[BEGIN Data in this exercise]

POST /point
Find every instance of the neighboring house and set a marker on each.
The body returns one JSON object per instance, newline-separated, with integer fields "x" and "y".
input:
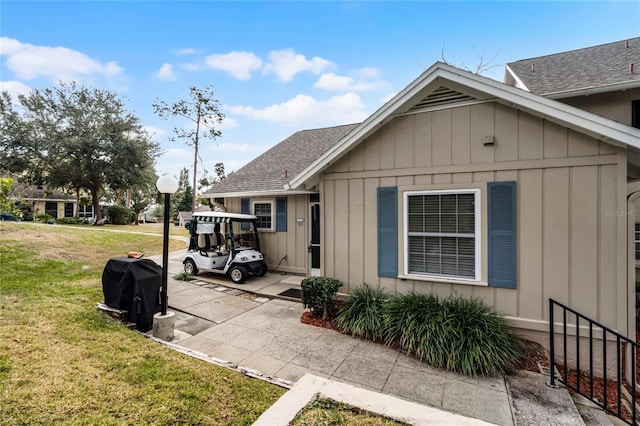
{"x": 459, "y": 184}
{"x": 289, "y": 219}
{"x": 53, "y": 202}
{"x": 601, "y": 79}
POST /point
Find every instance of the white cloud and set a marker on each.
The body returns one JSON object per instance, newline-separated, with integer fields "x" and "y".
{"x": 166, "y": 73}
{"x": 240, "y": 147}
{"x": 286, "y": 64}
{"x": 187, "y": 51}
{"x": 305, "y": 110}
{"x": 190, "y": 66}
{"x": 14, "y": 88}
{"x": 28, "y": 62}
{"x": 227, "y": 123}
{"x": 367, "y": 72}
{"x": 155, "y": 132}
{"x": 173, "y": 160}
{"x": 238, "y": 64}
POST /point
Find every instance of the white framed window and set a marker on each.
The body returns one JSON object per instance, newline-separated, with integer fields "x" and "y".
{"x": 264, "y": 211}
{"x": 442, "y": 234}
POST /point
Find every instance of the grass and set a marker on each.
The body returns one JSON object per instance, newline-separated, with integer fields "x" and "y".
{"x": 456, "y": 333}
{"x": 64, "y": 362}
{"x": 323, "y": 412}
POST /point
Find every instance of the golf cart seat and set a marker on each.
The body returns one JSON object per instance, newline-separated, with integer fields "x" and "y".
{"x": 220, "y": 243}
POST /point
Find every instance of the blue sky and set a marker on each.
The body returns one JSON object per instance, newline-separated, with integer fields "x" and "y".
{"x": 280, "y": 67}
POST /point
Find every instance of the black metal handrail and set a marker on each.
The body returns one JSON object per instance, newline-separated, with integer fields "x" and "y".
{"x": 620, "y": 342}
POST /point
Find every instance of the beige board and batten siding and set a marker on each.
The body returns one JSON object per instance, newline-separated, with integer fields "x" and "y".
{"x": 292, "y": 243}
{"x": 568, "y": 246}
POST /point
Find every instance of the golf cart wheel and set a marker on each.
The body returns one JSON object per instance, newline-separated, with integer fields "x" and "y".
{"x": 238, "y": 274}
{"x": 261, "y": 270}
{"x": 190, "y": 267}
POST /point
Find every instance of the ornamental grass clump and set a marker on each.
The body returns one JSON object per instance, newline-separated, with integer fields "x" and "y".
{"x": 457, "y": 334}
{"x": 362, "y": 314}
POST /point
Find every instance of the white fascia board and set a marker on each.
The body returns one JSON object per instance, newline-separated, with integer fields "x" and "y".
{"x": 269, "y": 193}
{"x": 593, "y": 90}
{"x": 52, "y": 200}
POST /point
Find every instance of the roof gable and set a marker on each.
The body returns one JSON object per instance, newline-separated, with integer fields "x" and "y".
{"x": 463, "y": 87}
{"x": 607, "y": 67}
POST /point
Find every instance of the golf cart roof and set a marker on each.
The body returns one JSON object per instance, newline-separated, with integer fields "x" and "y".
{"x": 222, "y": 217}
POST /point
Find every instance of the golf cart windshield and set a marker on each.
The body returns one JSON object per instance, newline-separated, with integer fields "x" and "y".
{"x": 239, "y": 230}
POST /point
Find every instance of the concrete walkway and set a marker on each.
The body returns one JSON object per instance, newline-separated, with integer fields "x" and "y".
{"x": 251, "y": 326}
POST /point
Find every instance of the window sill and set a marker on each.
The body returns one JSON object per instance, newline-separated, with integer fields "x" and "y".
{"x": 443, "y": 280}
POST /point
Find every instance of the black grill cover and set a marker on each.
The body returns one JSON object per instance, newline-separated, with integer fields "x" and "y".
{"x": 133, "y": 285}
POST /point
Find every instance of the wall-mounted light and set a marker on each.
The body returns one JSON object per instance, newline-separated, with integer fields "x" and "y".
{"x": 488, "y": 140}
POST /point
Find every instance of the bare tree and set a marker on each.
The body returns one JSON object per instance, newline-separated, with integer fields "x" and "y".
{"x": 481, "y": 67}
{"x": 201, "y": 109}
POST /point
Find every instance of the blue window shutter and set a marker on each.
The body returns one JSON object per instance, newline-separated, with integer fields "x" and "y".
{"x": 502, "y": 234}
{"x": 245, "y": 208}
{"x": 281, "y": 214}
{"x": 388, "y": 231}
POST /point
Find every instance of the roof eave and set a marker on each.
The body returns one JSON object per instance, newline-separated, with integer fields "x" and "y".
{"x": 586, "y": 91}
{"x": 265, "y": 193}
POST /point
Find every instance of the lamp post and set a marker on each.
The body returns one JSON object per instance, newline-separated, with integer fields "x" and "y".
{"x": 163, "y": 325}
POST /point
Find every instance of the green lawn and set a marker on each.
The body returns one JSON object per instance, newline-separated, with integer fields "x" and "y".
{"x": 62, "y": 361}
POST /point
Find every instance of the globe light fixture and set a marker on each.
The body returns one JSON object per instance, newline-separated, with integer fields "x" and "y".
{"x": 166, "y": 185}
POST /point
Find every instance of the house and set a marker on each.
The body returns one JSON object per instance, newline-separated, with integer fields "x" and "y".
{"x": 460, "y": 184}
{"x": 52, "y": 202}
{"x": 602, "y": 79}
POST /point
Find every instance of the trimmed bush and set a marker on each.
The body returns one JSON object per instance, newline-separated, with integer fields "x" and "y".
{"x": 456, "y": 333}
{"x": 317, "y": 294}
{"x": 362, "y": 314}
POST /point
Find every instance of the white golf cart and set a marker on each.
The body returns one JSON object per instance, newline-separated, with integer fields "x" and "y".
{"x": 224, "y": 243}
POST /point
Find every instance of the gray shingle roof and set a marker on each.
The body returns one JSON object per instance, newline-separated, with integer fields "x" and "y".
{"x": 271, "y": 170}
{"x": 588, "y": 68}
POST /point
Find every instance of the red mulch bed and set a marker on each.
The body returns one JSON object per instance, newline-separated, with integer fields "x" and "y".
{"x": 534, "y": 356}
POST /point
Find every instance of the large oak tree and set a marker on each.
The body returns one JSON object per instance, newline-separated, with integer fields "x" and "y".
{"x": 75, "y": 137}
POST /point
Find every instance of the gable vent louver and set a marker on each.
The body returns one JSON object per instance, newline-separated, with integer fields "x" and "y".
{"x": 441, "y": 97}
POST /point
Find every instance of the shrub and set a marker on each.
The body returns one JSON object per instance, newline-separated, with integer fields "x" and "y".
{"x": 318, "y": 293}
{"x": 362, "y": 314}
{"x": 456, "y": 333}
{"x": 44, "y": 217}
{"x": 408, "y": 321}
{"x": 119, "y": 215}
{"x": 70, "y": 221}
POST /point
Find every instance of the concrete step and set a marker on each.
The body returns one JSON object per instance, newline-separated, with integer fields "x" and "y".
{"x": 535, "y": 403}
{"x": 591, "y": 413}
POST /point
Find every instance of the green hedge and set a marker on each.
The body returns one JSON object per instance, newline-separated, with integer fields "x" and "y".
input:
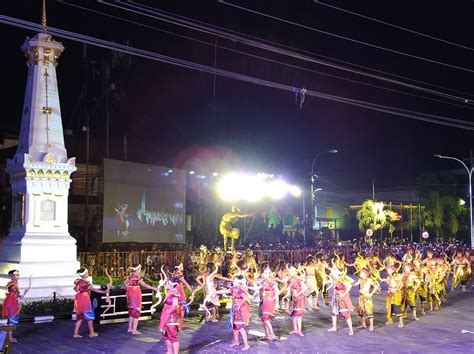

[END Data in this exercise]

● **Work required**
Pull out every line above that contains the string "grass", treating uppercase and lowercase letters as different.

● **Correct answer**
Find every instance of the grass and set a marker on each.
Find every instance of the ornamental grass clump and set a marker on each.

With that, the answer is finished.